** ATIVIDADES PROPOSTAS **
• A. Liste todas as pessoas citadas pelo nome no texto fornecido.
• B. Cite, sem nenhuma alteração, o trecho do texto fornecido que vai de "Três coisas me" até "prova dos nove.".

A menos de dois meses para o início da copa do mundo na África do Sul um jornalista brasileiro foi assaltado por nove homens armados em Johanesburgo, uma das cidades sede. Nove homens armados desmontam qualquer ser humano e com o jornalista não foi diferente. O sujeito ficou transtornado dizendo que o país não tinha condição de realizar o mundial. Fiquei pensando onde será que ele vive no Brasil. Provavelmente em Borá onde moram 700 pessoas. Porque se nove homens armados impossibilitam um país de organizar uma copa do mundo imagina a situação do Rio de Janeiro para a olimpíada e a copa. Mas de tudo que o jornalista falou, o que ficou na minha cabeça foi:
“Para os brasileiros, que acham que tudo isso é uma bobagem porque já estão acostumados com a violência das grandes cidades, um alerta: abram os dois olhos. Separados pela distância de um oceano, é difícil ter a dimensão do que foi o apartheid. Nosso único parâmetro seria a escravidão, no período colonial, que terminou 122 anos atrás. Em termos históricos, o fim do apartheid e a eleição de Nelson Mandela são eventos recentes. (...) Seria como se a princesa Isabel assinasse a Lei Áurea em 1991 e, três anos depois, o Brasil elegesse Zumbi dos Palmares como presidente. Mudança radical. Clima pesado. O clima na África do Sul é pesado, o ressentimento está no ar.”
Três coisas me impressionam aqui:
A primeira é o delírio da comparação! Mas vamos assumi-lo, imprimasse o delírio.
A segunda é como a racialização do país impõe a qualquer tensão a exigência de que ela seja uma tensão racial. Ou seja, se nove homens armados te assaltam, você é branco, eles negros, significa que isso é por causa do apartheid! Não tem nada a ver com mais nada. A raça explica o mundo! E não é a Raça Rubro Negra, ou a raça que pedem no Maracanã quando o time fraqueja. É a velha raça, daquele velho pensamento de que negro é burro, índio é preguiçoso e os brancos civilizados! Não há então mais sociedade? O que há são apenas grupos identitários que não podem conviver, interagir e se misturar? Acredito que não é assim e acho que o futebol, nossa alegria, é a prova dos nove.
A terceira coisa, mais lúdica, é a transposição de tempos, através do rio São Francisco, que colocam Zumbi e Princesa Isabel em 1991 no Brasil. A princesa, agora vivendo do laudêmio, mendigando 2,5% das riquezas da cidade de Petrópolis, fã da Madonna. A princesa Isabel sapeca a assinatura na lei áurea, liberta os escravos e o país sai em festa! Zumbi desfila em carro aberto e dois anos depois é enfaixado como presidente do Brasil. Sem os nossos negões livres nas décadas de 60 e 70 o Brasil não ganhou nenhuma copa. A liberdade das misturas eleva a expectativa para 1994 que se aproxima! Eu quero ver quando Zumbi chegar (na grande área) o que vai acontecer! Romário é o Zumbi da grande área!

** ENTRADAS EXIBIDAS **
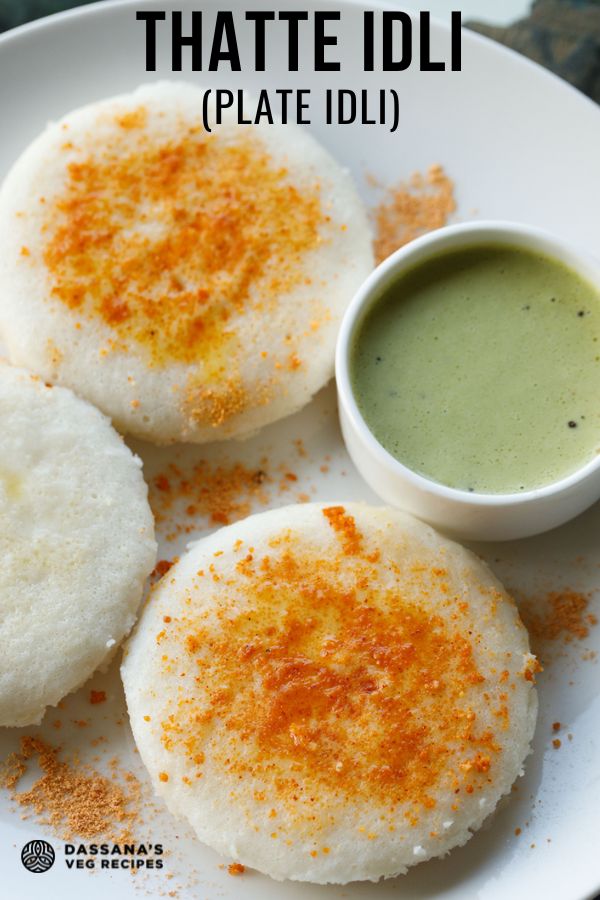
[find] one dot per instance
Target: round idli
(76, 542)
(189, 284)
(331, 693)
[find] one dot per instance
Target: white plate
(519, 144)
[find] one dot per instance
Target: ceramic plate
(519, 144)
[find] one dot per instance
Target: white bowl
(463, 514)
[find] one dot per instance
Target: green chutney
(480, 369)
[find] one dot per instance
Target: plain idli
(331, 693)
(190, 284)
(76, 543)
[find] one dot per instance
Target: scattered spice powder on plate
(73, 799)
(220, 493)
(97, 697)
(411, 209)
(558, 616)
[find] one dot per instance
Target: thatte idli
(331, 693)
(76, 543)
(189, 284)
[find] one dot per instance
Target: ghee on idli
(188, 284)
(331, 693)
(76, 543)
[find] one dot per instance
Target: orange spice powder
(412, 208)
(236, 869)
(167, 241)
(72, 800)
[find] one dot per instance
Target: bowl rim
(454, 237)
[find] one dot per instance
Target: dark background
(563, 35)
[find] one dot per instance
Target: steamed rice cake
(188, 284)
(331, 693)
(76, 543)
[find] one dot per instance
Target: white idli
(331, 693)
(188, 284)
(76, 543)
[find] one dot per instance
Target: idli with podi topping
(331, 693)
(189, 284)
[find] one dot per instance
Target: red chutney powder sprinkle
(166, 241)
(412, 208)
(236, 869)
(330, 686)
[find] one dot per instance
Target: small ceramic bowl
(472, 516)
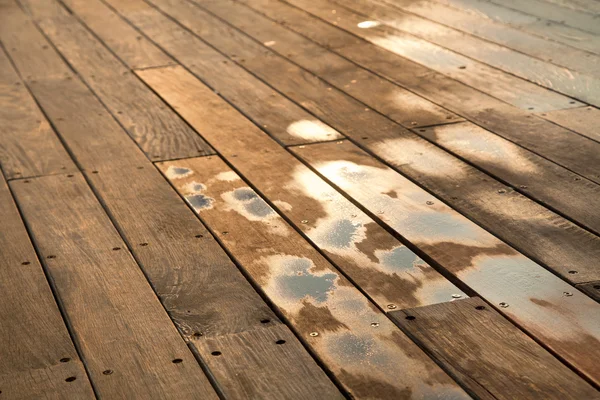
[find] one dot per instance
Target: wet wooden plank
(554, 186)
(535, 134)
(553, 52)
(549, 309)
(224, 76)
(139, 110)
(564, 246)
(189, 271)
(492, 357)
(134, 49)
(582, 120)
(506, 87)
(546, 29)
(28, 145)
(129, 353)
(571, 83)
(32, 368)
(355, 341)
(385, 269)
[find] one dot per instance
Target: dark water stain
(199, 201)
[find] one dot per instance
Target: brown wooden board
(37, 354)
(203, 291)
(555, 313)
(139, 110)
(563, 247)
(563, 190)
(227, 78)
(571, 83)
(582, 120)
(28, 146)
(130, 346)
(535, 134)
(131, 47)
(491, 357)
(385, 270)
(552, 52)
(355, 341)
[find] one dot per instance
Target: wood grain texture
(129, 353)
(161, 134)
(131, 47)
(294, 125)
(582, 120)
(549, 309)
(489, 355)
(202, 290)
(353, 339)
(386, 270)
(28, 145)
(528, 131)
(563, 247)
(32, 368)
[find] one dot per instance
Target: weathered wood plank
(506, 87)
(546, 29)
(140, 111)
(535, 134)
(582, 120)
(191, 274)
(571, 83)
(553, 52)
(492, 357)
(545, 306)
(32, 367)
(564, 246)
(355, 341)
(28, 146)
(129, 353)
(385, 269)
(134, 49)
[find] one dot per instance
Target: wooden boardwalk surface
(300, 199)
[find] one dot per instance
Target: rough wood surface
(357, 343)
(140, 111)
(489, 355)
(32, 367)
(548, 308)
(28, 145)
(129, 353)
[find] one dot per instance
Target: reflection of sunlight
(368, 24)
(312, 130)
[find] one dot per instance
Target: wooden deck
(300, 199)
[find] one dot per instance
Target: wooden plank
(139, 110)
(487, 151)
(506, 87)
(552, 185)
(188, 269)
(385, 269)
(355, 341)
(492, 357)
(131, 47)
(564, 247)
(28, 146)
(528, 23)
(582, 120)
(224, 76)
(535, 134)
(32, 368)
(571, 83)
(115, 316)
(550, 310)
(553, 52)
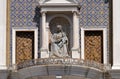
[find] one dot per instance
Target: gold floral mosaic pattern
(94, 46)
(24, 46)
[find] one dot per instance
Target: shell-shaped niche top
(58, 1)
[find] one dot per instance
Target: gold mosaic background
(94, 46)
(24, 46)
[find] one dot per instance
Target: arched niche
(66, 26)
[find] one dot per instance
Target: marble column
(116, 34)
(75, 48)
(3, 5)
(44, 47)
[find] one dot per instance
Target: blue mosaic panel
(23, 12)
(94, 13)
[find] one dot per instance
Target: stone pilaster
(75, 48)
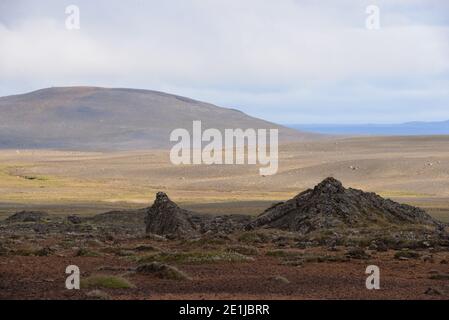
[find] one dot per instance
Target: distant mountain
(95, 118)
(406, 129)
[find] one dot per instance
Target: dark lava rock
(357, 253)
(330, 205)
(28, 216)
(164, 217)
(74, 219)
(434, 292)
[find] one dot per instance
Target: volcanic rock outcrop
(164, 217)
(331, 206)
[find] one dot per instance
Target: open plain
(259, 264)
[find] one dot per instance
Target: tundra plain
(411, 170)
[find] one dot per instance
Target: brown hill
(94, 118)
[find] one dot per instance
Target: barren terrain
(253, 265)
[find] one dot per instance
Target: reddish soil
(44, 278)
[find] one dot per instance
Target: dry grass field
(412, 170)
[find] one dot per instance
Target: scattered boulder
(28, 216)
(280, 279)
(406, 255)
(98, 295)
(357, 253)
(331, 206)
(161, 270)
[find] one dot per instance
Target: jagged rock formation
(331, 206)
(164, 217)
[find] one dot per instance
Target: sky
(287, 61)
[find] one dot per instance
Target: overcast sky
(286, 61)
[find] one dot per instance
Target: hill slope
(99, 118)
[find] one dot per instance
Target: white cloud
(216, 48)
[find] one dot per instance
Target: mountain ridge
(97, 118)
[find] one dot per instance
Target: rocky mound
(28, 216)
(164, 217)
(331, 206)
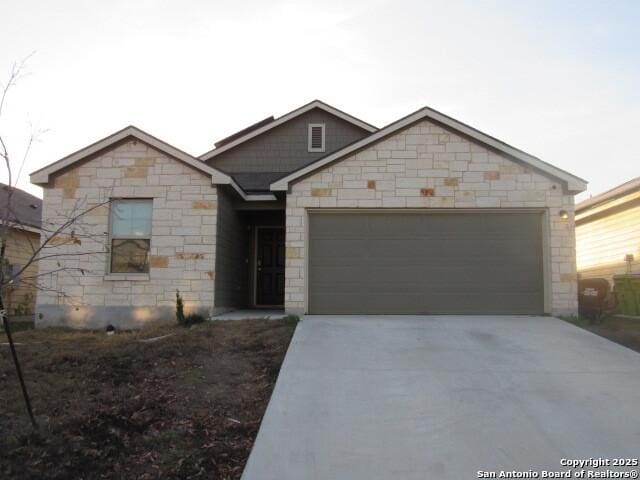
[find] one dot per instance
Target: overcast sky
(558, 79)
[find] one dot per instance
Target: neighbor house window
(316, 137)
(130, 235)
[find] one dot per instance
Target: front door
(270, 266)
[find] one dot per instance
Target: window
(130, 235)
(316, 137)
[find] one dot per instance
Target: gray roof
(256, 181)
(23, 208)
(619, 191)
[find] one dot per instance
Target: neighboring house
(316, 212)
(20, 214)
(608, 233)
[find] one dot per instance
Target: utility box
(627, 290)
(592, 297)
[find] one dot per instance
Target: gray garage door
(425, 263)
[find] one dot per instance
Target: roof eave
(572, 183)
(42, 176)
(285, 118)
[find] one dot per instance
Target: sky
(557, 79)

** RESPOSTAS **
• A.
- Nelson Mandela
- princesa Isabel
- Zumbi dos Palmares
- Madonna
- Romário

• B.
Três coisas me impressionam aqui:
A primeira é o delírio da comparação! Mas vamos assumi-lo, imprimasse o delírio.
A segunda é como a racialização do país impõe a qualquer tensão a exigência de que ela seja uma tensão racial. Ou seja, se nove homens armados te assaltam, você é branco, eles negros, significa que isso é por causa do apartheid! Não tem nada a ver com mais nada. A raça explica o mundo! E não é a Raça Rubro Negra, ou a raça que pedem no Maracanã quando o time fraqueja. É a velha raça, daquele velho pensamento de que negro é burro, índio é preguiçoso e os brancos civilizados! Não há então mais sociedade? O que há são apenas grupos identitários que não podem conviver, interagir e se misturar? Acredito que não é assim e acho que o futebol, nossa alegria, é a prova dos nove.